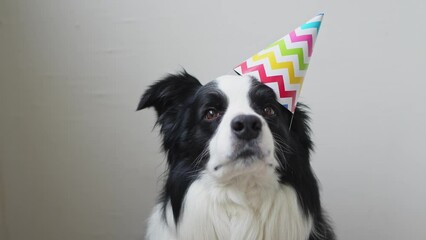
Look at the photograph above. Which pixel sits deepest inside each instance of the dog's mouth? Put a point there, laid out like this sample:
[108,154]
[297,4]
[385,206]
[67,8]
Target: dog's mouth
[246,151]
[245,154]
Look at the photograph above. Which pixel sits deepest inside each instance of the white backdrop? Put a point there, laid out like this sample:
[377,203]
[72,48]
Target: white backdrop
[77,161]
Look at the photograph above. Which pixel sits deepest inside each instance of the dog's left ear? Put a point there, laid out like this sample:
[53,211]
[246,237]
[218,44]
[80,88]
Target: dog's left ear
[169,92]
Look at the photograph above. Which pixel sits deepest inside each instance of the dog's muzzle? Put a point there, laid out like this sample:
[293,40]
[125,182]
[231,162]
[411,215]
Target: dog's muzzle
[246,127]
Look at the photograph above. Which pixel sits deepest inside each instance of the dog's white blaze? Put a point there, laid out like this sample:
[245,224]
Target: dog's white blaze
[236,89]
[235,202]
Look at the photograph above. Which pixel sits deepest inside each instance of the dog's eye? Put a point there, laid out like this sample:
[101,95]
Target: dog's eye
[268,112]
[212,114]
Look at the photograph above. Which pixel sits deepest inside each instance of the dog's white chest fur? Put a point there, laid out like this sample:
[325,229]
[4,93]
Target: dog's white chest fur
[242,211]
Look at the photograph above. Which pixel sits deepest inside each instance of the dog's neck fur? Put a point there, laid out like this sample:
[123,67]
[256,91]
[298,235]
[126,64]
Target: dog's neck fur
[243,209]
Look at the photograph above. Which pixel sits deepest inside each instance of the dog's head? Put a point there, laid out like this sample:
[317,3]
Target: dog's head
[230,127]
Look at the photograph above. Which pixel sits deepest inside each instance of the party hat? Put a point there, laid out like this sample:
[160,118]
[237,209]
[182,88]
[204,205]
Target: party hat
[283,65]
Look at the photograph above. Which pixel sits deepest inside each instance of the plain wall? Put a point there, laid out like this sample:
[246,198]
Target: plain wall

+++

- **STATED PROBLEM**
Convert the rows above into a Markdown table with two columns, No. and Line, giving each line its own number and skipping blank lines. Leave the pictures out of the table.

- **EXERCISE SOLUTION**
| No. | Line |
|---|---|
| 1 | Look at the photograph above. Which pixel sits deepest inside each instance of the dog's mouth? Put a point there, laid out like this sample: |
| 2 | [108,154] |
| 3 | [297,4] |
| 4 | [385,206] |
| 5 | [67,8] |
| 6 | Target: dog's mouth |
| 7 | [246,151] |
| 8 | [245,154] |
| 9 | Look at the photograph above. Which pixel sits deepest inside each instance of the white backdrop? Put a point there, laid out like this sample: |
| 10 | [377,203] |
| 11 | [72,48] |
| 12 | Target: white backdrop |
| 13 | [77,161] |
| 14 | Look at the photograph above. Which pixel sits deepest inside each instance of the dog's left ear? Put a point there, laid out like this sample: |
| 15 | [53,211] |
| 16 | [246,237] |
| 17 | [218,44] |
| 18 | [80,88] |
| 19 | Target: dog's left ear |
| 20 | [169,92] |
| 21 | Look at the photograph above. Which pixel sits deepest inside each instance of the dog's muzzle? Put a point there, laid out like this sample: |
| 22 | [293,40] |
| 23 | [125,182] |
| 24 | [231,162] |
| 25 | [411,215] |
| 26 | Target: dog's muzzle |
| 27 | [246,127] |
| 28 | Look at the photograph above. Which pixel sits deepest inside each instance of the dog's white blaze? Put a point there, laid out like this sample: |
| 29 | [245,224] |
| 30 | Target: dog's white blaze |
| 31 | [236,89] |
| 32 | [235,202] |
| 33 | Look at the photograph above. Which pixel sits deepest inside each instance of the dog's eye? Put a point there, laid out like this sample: |
| 34 | [101,95] |
| 35 | Target: dog's eye |
| 36 | [268,112] |
| 37 | [212,114] |
| 38 | Look at the photograph above. Which pixel sits deepest inside each instance of the dog's white chest fur? Put a point there, laid out like this sample: |
| 39 | [325,229] |
| 40 | [4,93] |
| 41 | Target: dog's white chest fur |
| 42 | [242,211] |
| 43 | Look at the photograph above. Which pixel sits deepest inside each instance of the dog's neck fur? Put a point there, laid out like this sample: |
| 44 | [123,67] |
| 45 | [256,91] |
| 46 | [298,235] |
| 47 | [126,64] |
| 48 | Target: dog's neck fur |
| 49 | [243,209] |
| 50 | Look at the photograph above. Which pixel sits deepest inside each instance of the dog's head? Put a point there, laid out like this sample: |
| 51 | [317,3] |
| 52 | Target: dog's head |
| 53 | [230,127] |
| 54 | Look at the photograph above. Which pixel sits deepest inside each instance of the party hat? Put a point there, laid out like this sample: |
| 55 | [160,118] |
| 56 | [237,209] |
| 57 | [182,88] |
| 58 | [204,205] |
| 59 | Target: party hat |
| 60 | [283,65] |
| 61 | Look at the photograph above. Which pixel sits deepest inside each instance of the plain wall? Put a point there, laid out like this sample: |
| 62 | [246,198] |
| 63 | Target: plain wall |